Exercise materials below:
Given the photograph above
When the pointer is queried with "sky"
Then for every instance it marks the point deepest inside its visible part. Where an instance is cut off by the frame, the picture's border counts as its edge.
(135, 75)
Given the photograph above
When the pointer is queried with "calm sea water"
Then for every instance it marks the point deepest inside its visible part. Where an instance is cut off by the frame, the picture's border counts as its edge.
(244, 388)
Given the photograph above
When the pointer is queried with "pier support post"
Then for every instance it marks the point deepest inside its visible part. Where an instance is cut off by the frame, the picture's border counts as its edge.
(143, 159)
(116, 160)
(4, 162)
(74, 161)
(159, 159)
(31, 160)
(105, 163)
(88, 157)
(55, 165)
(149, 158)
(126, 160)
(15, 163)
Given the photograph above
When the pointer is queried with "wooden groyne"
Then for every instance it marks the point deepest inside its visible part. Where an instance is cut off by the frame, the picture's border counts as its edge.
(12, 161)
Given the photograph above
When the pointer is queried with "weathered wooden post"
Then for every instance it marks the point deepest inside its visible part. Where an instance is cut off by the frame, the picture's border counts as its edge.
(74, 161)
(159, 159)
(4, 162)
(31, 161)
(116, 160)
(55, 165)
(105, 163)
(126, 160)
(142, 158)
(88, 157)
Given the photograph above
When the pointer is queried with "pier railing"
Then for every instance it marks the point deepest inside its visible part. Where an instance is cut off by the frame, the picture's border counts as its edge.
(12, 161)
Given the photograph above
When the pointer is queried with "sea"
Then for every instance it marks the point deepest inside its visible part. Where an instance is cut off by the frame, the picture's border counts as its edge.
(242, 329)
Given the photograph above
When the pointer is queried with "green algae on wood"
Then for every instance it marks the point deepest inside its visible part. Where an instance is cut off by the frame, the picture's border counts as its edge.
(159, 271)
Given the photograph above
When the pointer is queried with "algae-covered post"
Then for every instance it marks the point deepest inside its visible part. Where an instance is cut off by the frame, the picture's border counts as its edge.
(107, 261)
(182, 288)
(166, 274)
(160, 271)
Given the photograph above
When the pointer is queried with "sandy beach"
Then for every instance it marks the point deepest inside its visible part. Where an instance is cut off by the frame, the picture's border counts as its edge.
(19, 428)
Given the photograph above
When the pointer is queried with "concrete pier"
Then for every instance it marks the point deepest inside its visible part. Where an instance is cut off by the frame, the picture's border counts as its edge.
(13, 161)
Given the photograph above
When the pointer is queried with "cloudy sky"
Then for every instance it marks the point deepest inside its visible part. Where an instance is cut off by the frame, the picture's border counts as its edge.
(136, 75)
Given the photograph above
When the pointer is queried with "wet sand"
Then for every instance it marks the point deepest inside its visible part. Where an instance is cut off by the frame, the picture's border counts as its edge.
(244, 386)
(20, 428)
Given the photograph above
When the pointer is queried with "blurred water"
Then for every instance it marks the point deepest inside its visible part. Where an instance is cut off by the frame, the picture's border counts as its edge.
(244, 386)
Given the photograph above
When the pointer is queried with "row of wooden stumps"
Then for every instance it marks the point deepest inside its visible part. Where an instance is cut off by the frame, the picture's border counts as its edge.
End of Exercise materials.
Activity: Please copy all of the data above exactly.

Final answer:
Given the photograph above
When the pointer is queried with "sky"
Then for every instance it marks the point deepest inside its visible part. Where an instance is cut off by the frame, the picture's border counts as its edge.
(135, 75)
Given the photograph above
When the pointer is queried with "calm sea water"
Then for every instance it marks the point deepest inside its visible part. Where an instance is cut off by the frame, the picture's border counts as its edge.
(244, 388)
Given the photograph above
When the pointer is queried with "pier support post"
Then for every instance it marks the point deepest inside its visible part. Where an instance is cut off by the frame, the picture's border counts as its edge.
(143, 159)
(116, 160)
(4, 162)
(74, 161)
(159, 159)
(31, 160)
(105, 163)
(88, 157)
(55, 165)
(149, 158)
(126, 160)
(15, 163)
Given the photograph above
When the pointer is queried with "wooden groyne"
Then for every instance it marks the point deepest inside its visible part. Where an instance is cut off by the frame, the picture's border counts as its edge.
(12, 161)
Given the photograph above
When the pointer is queried with "weathered wooden post"
Then for every instance it marks the point deepest inside its visible part. Where an instance is cut off by the frame, the picture's border counts as its edge.
(74, 161)
(159, 159)
(4, 162)
(31, 161)
(116, 160)
(55, 165)
(105, 163)
(126, 160)
(142, 158)
(88, 157)
Given the photograph above
When the pointer is queried with "pier railing"
Then for every instance it marks the point deepest inside its visible part. Where an instance is cut off by the frame, the picture's border counts as its edge.
(12, 161)
Given the photograph above
When the pointer is queried with "sea"
Then for every instance it marks the point deepest inside its visible part. Where an instance is cut off by the frame, the picture's border counts as its edge.
(242, 329)
Given the photograph above
When the pointer is queried with "green algae on wood"
Then for every instance it marks the point deepest inside its visible part. Where an instance is cut off by the frame, the picture's border counts as its edge.
(159, 271)
Given the photograph above
When the pointer is queried with "algae-covered post"
Then for every instance it marks the point deepest inside its visible part. Where an instance is cut off by the frame, the picture's border counts as its edge.
(107, 261)
(182, 288)
(166, 274)
(160, 271)
Given the photograph above
When the pointer is queried with "sandy beach"
Then for every instance it marks the point deepest inside its visible part. Where an instance is cut off by the frame, the picture's border counts as its edge.
(19, 428)
Given the photograph above
When the pointer is queried with "concrete pier"
Then for every instance it marks the point deepest inside its visible part. Where an instance is cut off by the frame, the picture's border counts as its edge.
(13, 161)
Given the photograph above
When the pointer is queried with "cloudy sky"
Then for every instance it marks the point deepest inside its visible part. Where an instance is cut off by the frame, the picture's border counts as its edge.
(136, 75)
Given the photograph above
When the pointer is queried with "wet sand"
Then for every instance it marks the point deepest inside its visible part. Where an instance is cut off by the frame, the picture's border counts as its edge.
(244, 386)
(20, 428)
Given the photograph above
When the pointer is queried with "blurred water"
Then for every instance it marks the point deepest inside its visible part. Where an instance is cut off by the frame, the picture's border counts as its edge.
(244, 386)
Given the photograph above
When the pointer is queried with "row of wooden stumps"
Then for every instance it marks the point deepest inside its visible part. Where an instance is cut off by the frame, the picture's border counts as its edge.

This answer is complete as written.